EXERCISE INSTRUCTIONS: Take the line containing "Flag each low-rise building visible above." and all lines after it to the end of the records, and output them exactly.

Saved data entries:
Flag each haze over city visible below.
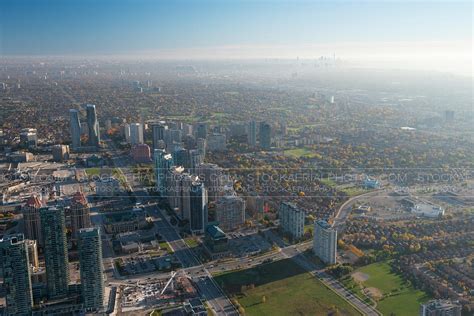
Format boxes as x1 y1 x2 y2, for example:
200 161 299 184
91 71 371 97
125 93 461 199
1 0 472 75
0 1 472 316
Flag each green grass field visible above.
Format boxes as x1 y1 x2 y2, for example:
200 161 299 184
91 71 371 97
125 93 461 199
215 259 361 316
319 177 338 188
284 147 322 159
184 237 200 248
85 167 122 178
159 241 173 254
85 167 102 176
319 178 368 196
354 261 431 315
341 186 368 197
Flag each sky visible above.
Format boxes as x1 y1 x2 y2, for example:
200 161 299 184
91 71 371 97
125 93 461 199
0 0 472 74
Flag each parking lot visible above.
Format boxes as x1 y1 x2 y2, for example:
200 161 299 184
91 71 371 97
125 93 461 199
228 231 272 257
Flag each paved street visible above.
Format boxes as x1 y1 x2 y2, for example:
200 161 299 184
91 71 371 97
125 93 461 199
103 137 238 315
102 136 378 316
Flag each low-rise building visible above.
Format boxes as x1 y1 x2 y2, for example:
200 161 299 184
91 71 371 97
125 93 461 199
103 210 147 234
411 203 444 218
204 225 229 259
420 299 461 316
9 151 34 162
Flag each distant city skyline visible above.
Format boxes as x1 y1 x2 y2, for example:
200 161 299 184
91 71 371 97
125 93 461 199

OUTPUT OF THE EXERCISE:
Flag each low-rise building visible above.
Format boxes as x1 y1 x2 y2, for example:
200 161 299 184
91 71 371 97
125 93 461 199
103 210 147 234
411 203 444 218
204 225 229 259
420 299 461 316
9 151 34 162
Flag each distant city skyline visible above.
Format boxes as x1 y1 x2 y2, for example:
200 161 299 184
91 71 371 97
125 93 461 199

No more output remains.